TASK STATEMENT -
Your task is to extract the lines from the one holding "Would you mind marking the wet concrete" through the end of the material. Set them down exactly and add nothing.

RAW DATA -
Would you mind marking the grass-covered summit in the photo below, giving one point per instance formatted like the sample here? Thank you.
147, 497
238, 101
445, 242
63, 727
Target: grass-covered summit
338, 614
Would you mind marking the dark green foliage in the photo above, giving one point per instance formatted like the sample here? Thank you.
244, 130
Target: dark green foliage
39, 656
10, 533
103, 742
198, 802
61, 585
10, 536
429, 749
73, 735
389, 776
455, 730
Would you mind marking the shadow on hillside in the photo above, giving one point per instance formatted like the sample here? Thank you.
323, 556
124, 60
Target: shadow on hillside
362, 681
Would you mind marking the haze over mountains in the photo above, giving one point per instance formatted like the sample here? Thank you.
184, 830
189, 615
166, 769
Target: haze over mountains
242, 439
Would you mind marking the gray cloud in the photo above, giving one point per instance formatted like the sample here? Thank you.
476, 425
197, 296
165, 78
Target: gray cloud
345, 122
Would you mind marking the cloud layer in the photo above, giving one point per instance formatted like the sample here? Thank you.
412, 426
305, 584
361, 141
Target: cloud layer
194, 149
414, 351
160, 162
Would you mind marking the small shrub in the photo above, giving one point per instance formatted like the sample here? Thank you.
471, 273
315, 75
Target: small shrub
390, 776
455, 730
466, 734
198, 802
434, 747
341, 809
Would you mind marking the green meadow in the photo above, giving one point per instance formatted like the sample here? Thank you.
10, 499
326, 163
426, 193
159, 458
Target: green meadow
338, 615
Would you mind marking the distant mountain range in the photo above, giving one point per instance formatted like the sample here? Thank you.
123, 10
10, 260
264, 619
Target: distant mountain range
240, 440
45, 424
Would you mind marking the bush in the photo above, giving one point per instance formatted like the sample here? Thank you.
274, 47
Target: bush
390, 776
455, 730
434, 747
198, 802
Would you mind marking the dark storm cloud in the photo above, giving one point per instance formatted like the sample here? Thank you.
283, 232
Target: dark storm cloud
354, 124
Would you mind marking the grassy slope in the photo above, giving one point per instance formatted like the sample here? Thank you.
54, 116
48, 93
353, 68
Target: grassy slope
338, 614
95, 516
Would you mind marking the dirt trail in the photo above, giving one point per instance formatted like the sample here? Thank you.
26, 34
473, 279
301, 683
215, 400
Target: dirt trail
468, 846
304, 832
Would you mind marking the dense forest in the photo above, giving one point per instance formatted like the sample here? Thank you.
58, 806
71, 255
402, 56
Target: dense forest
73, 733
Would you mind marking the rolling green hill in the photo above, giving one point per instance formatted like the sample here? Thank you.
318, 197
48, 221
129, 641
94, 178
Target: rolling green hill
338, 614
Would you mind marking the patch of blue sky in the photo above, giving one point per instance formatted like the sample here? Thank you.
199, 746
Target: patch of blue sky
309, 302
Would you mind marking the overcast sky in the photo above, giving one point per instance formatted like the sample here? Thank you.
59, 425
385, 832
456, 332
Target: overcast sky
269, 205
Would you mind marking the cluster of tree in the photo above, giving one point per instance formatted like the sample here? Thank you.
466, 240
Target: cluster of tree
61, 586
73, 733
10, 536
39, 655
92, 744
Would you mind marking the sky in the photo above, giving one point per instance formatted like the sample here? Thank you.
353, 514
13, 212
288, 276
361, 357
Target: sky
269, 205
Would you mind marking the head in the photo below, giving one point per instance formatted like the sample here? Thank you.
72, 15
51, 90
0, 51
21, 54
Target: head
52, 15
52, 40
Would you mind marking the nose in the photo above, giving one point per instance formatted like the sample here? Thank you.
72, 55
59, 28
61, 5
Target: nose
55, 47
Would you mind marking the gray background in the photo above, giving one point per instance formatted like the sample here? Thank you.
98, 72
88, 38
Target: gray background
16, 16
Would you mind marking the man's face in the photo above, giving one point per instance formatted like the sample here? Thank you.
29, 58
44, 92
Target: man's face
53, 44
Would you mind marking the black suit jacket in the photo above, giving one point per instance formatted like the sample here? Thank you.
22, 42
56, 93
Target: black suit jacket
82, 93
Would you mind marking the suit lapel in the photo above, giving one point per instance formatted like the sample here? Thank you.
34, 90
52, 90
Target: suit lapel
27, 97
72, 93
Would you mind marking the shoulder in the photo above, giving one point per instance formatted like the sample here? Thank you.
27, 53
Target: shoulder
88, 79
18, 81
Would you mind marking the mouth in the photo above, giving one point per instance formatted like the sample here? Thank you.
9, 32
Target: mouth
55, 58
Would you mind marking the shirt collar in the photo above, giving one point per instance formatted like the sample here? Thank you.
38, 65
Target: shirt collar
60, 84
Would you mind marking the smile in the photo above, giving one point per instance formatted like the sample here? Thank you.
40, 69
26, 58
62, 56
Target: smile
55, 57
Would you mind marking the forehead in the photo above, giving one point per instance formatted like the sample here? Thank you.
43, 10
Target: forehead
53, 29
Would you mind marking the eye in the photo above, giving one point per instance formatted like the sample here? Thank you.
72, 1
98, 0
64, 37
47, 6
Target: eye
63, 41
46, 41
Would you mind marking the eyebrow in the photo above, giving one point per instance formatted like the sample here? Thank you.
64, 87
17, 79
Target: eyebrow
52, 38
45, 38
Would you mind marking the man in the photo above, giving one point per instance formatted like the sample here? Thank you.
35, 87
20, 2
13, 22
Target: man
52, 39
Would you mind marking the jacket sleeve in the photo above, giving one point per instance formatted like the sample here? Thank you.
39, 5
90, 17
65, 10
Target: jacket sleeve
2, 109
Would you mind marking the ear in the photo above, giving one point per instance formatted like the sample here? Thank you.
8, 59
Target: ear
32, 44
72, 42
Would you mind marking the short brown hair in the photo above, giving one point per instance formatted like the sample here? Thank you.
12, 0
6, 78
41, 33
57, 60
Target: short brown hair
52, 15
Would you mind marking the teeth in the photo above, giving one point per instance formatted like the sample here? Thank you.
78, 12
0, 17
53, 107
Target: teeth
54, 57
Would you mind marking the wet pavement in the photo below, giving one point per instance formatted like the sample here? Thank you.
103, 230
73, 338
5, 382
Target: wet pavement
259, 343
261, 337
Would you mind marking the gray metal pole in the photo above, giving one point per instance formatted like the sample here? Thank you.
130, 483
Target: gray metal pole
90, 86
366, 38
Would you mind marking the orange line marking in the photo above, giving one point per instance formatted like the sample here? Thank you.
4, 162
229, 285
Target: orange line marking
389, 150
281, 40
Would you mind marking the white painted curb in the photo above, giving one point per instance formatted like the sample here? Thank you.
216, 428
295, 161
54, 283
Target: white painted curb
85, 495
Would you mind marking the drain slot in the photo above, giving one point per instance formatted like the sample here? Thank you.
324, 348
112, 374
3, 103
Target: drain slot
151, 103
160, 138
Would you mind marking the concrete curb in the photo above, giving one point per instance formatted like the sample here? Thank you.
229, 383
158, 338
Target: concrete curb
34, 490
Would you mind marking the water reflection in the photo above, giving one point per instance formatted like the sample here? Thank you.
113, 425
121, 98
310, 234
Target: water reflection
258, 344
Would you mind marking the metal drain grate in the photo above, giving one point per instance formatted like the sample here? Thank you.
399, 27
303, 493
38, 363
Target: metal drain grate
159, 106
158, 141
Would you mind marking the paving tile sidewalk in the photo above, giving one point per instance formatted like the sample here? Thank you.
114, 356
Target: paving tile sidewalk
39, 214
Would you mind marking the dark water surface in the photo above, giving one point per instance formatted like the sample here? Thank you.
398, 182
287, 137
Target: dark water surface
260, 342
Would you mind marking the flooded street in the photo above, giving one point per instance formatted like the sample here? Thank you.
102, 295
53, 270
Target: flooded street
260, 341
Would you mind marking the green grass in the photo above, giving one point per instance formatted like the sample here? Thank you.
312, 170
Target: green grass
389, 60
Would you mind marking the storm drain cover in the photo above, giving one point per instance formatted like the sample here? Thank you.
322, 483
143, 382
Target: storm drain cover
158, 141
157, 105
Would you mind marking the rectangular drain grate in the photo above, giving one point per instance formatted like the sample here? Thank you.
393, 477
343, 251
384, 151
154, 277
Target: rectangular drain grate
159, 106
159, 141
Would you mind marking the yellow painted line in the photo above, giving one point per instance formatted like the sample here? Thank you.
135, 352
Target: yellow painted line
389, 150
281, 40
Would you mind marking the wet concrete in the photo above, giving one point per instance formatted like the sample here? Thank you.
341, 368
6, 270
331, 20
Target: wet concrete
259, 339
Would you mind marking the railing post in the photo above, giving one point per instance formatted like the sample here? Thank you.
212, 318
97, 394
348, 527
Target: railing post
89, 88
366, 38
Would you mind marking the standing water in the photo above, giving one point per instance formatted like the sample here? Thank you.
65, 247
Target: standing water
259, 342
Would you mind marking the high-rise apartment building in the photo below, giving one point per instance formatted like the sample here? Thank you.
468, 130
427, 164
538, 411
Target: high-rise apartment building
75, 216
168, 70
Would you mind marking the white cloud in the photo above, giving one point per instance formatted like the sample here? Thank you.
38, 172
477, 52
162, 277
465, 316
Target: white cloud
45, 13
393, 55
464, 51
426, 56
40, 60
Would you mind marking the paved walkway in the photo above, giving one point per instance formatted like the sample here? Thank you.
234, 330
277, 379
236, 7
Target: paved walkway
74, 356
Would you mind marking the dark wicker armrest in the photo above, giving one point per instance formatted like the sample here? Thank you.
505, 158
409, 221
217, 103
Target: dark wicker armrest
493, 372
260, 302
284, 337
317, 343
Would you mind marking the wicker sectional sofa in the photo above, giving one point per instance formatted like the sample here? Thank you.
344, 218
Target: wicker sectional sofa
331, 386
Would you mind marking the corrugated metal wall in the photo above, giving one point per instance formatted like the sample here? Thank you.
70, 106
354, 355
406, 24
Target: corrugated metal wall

EXPECTED OUTPUT -
Would you mind marking the wet concrete in the photo above, giving one point per instance formatted like the sample here? Thank you.
341, 368
6, 270
331, 20
Target: wet concrete
259, 339
Would you mind marking the railing post in the photo above, giving one point per instance formatted like the sample here? Thank you.
212, 318
97, 394
348, 527
Target: railing post
89, 88
366, 38
Would you mind marking the standing water in the photo above, giving one point per instance formatted like the sample here? Thank you.
65, 247
Target: standing water
259, 342
Would you mind marking the high-rise apartment building in the photo below, giving one point per instance formatted like the sample here? Thank you.
468, 130
427, 164
538, 411
Target: high-rise apartment building
75, 216
168, 70
Would you mind marking the white cloud in the photo above, giving one point per instance formatted like the sample here? Thank you.
38, 172
477, 52
162, 277
465, 316
Target: white cloud
45, 13
393, 55
464, 51
426, 56
40, 60
Would you mind marking the paved walkway in the photo above, giving one point per instance formatted like the sample here? Thank you.
234, 330
277, 379
236, 7
Target: paved walkway
74, 356
Would you mind marking the dark wicker armrest in the photo above, giving one point per instance formatted like the sample here? Thank you.
505, 158
409, 221
217, 103
Target: dark wicker armrest
493, 372
260, 302
284, 337
317, 343
Would you mind marking the wicker sectional sofa in the photo above, giving one point per instance formatted like the sample here? Thank you.
344, 218
Target: wicker sectional sofa
331, 386
Would you mind marking the corrugated metal wall in the photo above, giving one point per instance formatted like the sample here? Thank you.
70, 106
354, 355
406, 24
Target: corrugated metal wall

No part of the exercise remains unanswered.